> [Fragmento seleccionado]
◇ ◇ ◇ ◇

Pablo Arciniegas / Semanario Voz // ONIC


Foto: El Espectador



Iván Duque, galón de gasolina y caja de fósforos en mano, ha decidido responder al actual clima de movilizaciones en Colombia militarizando las calles. Es cierto que casi al mismo tiempo retiró su reforma tributaria del Congreso, para transformarla en un texto que seguramente no va a tener mucha popularidad. Pero, de ninguna manera esa era su primera alternativa para lidiar con la ciudadanía que hoy le exige equidad, justicia y paz, todas esas palabras bonitas con las que adornaba su publicidad de campaña.



Su primera alternativa –y única– es la represión. Y eso no solo lo demuestra el saldo de muertos, que no pasan de 25 años de edad, y que van dejando las jornadas del paro nacional, donde la Policía se siente con el derecho ―como trinó Álvaro Uribe― de usar las armas, sino que esta es la respuesta por defecto de nuestros dirigentes, que sufren de soberbia histórica. En pocas palabras, para ellos no existen las condiciones de desigualdad en Colombia que siempre figuran en los rankings internacionales que miden la miseria.

No, para Duque y para el poder, es un mito el desempleo de dos cifras, los 500 muertos que deja el covid-19 por día y ese 50% del país que está en pobreza extrema monetaria. Y por extensión, son un mito también las profundas raíces de nuestra pobreza como la explotación de los indefensos y el abandono estatal, que temporalmente no es tan distante, porque para la muestra ahí está Leticia, arrojada a su suerte desde que empezó la pandemia.

◇ ◇ ◇ ◇

> [Datos extraídos]
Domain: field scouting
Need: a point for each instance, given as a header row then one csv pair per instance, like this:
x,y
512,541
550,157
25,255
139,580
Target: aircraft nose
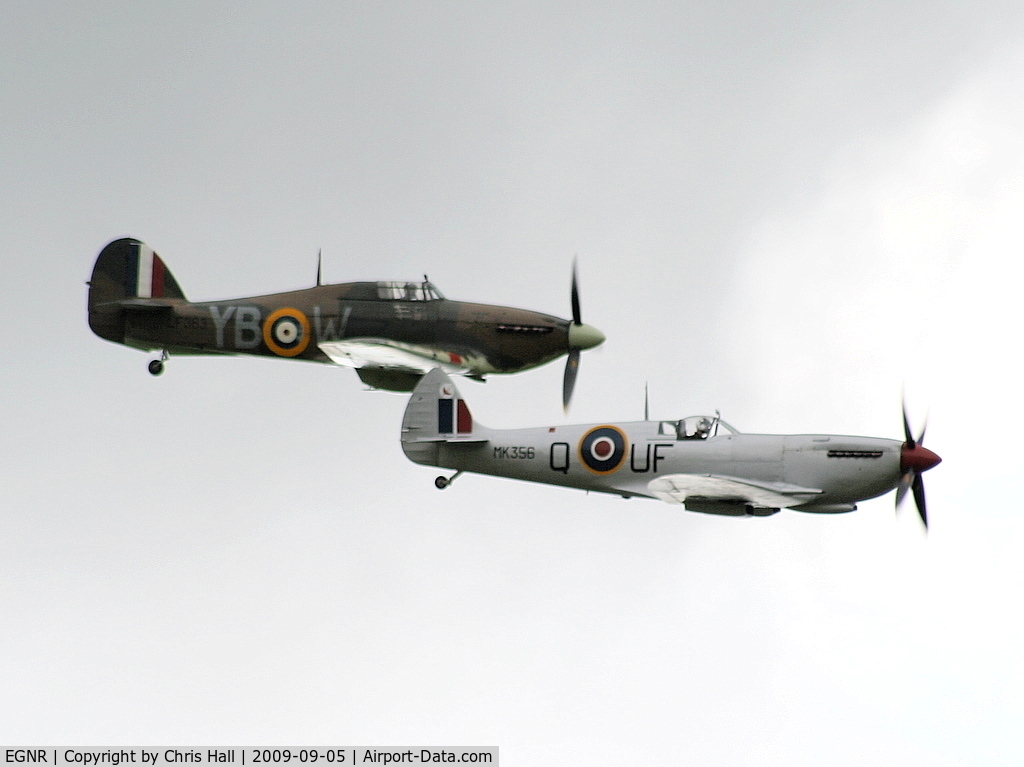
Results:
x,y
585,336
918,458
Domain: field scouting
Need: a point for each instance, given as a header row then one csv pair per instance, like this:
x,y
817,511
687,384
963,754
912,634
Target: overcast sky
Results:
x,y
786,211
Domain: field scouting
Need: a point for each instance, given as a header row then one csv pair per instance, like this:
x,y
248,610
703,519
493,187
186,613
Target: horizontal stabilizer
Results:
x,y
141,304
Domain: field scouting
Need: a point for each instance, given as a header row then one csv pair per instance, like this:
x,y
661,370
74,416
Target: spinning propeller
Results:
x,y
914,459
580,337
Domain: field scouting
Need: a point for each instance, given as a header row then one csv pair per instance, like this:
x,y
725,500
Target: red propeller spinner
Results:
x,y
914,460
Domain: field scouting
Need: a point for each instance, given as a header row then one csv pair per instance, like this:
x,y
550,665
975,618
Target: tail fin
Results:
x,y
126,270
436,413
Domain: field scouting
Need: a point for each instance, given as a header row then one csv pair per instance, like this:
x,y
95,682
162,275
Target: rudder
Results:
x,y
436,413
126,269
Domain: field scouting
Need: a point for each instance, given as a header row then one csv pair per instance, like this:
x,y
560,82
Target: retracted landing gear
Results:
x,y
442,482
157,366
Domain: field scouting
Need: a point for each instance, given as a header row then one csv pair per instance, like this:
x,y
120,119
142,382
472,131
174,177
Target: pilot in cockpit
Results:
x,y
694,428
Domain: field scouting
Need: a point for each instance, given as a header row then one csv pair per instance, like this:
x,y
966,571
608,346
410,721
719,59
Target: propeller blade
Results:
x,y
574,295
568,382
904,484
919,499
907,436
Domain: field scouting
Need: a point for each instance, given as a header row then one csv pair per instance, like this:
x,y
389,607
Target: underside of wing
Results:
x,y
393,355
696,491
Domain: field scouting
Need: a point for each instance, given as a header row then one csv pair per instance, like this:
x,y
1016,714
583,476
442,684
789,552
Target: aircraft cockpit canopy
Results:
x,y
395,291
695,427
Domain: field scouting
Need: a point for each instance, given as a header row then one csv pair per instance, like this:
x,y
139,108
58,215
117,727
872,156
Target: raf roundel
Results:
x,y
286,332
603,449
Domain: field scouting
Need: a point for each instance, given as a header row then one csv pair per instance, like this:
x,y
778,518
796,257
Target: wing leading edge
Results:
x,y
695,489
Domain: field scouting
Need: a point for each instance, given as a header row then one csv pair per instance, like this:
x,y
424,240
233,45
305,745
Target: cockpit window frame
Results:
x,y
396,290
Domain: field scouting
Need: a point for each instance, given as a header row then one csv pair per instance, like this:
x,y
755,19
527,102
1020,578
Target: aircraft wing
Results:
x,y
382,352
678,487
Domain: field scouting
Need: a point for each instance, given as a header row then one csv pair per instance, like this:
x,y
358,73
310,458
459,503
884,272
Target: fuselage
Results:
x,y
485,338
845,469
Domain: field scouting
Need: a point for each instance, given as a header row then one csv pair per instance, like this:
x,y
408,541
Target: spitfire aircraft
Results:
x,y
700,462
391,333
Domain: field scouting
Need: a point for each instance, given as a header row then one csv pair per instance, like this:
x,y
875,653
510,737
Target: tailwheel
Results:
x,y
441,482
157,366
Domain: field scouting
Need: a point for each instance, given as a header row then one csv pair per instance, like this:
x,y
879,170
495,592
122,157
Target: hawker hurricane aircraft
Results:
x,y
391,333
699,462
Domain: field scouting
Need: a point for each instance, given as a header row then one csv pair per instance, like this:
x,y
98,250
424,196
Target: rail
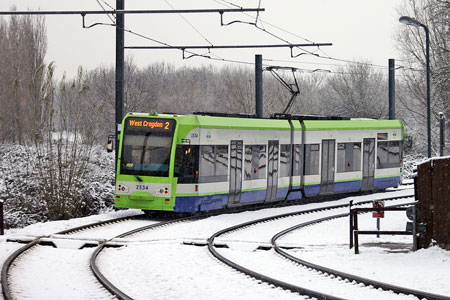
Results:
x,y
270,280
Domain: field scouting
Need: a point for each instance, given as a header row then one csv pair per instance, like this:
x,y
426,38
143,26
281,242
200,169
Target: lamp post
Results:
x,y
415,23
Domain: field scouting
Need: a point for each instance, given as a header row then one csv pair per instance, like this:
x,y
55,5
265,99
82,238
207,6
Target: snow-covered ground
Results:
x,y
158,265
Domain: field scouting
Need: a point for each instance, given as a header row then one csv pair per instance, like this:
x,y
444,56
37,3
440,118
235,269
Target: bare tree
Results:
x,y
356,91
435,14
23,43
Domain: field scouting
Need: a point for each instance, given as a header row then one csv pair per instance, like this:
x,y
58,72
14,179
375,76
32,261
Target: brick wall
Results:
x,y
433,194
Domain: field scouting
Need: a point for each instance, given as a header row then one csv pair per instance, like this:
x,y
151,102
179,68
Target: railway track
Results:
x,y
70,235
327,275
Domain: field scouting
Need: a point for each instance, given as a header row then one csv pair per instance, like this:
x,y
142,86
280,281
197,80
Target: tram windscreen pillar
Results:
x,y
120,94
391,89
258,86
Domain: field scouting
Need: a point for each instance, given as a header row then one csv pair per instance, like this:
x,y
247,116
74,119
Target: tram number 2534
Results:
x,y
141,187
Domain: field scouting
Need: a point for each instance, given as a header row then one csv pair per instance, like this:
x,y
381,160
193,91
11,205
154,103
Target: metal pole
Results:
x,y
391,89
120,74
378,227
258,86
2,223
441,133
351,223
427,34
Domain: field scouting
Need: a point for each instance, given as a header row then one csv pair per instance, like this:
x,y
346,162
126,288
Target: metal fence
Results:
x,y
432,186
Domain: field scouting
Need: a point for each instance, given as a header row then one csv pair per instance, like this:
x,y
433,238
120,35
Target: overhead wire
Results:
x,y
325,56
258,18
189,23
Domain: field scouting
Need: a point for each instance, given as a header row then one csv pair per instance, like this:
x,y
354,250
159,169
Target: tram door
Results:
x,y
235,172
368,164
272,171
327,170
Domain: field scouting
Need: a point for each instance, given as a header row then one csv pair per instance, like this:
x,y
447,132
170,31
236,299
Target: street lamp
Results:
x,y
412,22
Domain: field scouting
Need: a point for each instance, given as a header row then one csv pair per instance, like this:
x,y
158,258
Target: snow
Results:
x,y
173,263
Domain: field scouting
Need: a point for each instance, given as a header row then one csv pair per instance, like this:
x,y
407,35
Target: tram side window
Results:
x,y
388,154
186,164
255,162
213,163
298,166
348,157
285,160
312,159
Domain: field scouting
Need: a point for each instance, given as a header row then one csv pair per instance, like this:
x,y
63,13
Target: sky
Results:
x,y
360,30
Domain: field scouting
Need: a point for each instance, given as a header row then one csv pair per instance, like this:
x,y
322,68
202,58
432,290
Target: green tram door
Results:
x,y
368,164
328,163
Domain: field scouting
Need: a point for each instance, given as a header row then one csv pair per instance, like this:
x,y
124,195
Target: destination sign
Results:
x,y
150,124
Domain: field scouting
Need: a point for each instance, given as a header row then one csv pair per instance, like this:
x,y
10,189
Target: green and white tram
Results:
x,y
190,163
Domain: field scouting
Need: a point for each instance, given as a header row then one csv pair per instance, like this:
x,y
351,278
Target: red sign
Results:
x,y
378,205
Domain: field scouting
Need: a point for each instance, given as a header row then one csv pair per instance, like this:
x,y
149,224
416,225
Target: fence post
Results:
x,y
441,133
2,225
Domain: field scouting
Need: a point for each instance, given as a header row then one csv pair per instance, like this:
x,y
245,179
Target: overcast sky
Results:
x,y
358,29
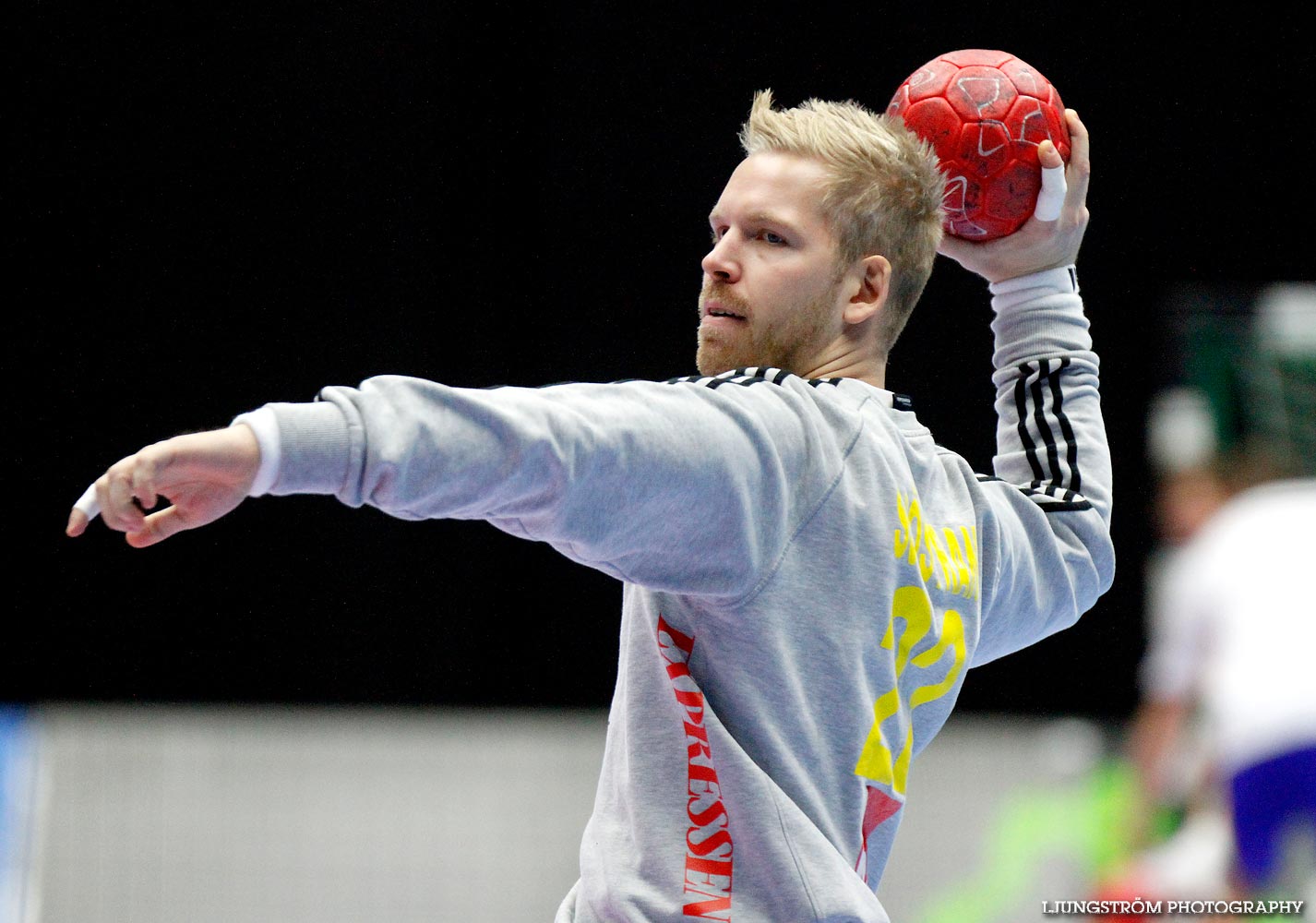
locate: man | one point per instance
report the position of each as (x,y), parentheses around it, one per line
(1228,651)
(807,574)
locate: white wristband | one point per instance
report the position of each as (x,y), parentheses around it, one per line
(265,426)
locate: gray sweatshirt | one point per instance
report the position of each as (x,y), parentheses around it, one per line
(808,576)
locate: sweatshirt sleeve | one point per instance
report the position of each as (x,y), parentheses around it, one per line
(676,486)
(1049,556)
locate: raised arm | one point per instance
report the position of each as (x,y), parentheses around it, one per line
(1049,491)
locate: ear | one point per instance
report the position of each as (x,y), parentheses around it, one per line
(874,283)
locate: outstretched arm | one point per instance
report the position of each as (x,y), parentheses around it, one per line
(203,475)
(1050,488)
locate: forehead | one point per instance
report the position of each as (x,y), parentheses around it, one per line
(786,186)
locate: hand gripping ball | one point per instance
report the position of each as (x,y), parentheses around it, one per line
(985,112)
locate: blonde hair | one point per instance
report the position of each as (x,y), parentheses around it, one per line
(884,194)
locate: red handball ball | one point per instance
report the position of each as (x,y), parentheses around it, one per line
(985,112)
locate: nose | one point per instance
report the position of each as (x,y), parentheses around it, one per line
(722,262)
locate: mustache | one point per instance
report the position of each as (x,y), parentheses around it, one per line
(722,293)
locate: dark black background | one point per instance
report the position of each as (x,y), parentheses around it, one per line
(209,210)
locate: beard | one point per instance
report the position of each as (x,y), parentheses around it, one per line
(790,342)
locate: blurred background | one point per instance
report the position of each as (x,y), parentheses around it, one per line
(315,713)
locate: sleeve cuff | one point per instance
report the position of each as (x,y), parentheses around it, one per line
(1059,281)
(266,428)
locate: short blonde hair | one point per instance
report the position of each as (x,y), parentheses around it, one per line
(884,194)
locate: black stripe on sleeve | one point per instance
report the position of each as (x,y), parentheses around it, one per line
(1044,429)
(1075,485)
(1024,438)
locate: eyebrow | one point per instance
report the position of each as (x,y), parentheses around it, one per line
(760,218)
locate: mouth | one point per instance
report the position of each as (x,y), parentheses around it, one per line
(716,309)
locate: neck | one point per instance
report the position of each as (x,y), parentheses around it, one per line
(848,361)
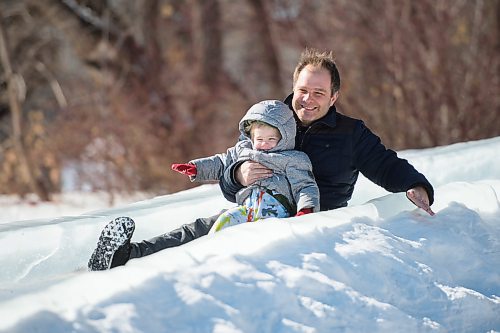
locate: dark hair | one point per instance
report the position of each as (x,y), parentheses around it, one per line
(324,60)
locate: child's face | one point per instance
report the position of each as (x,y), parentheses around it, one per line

◇ ◇ ◇ ◇

> [Objetivo del ejercicio] Enumera todo lo que, según el fragmento sobre Duque y el paro nacional, es un mito para Duque y para el poder.

> [Respuesta del ejercicio]
- El desempleo de dos cifras
- Los 500 muertos que deja el covid-19 por día
- Ese 50% del país que está en pobreza extrema monetaria
- La explotación de los indefensos
- El abandono estatal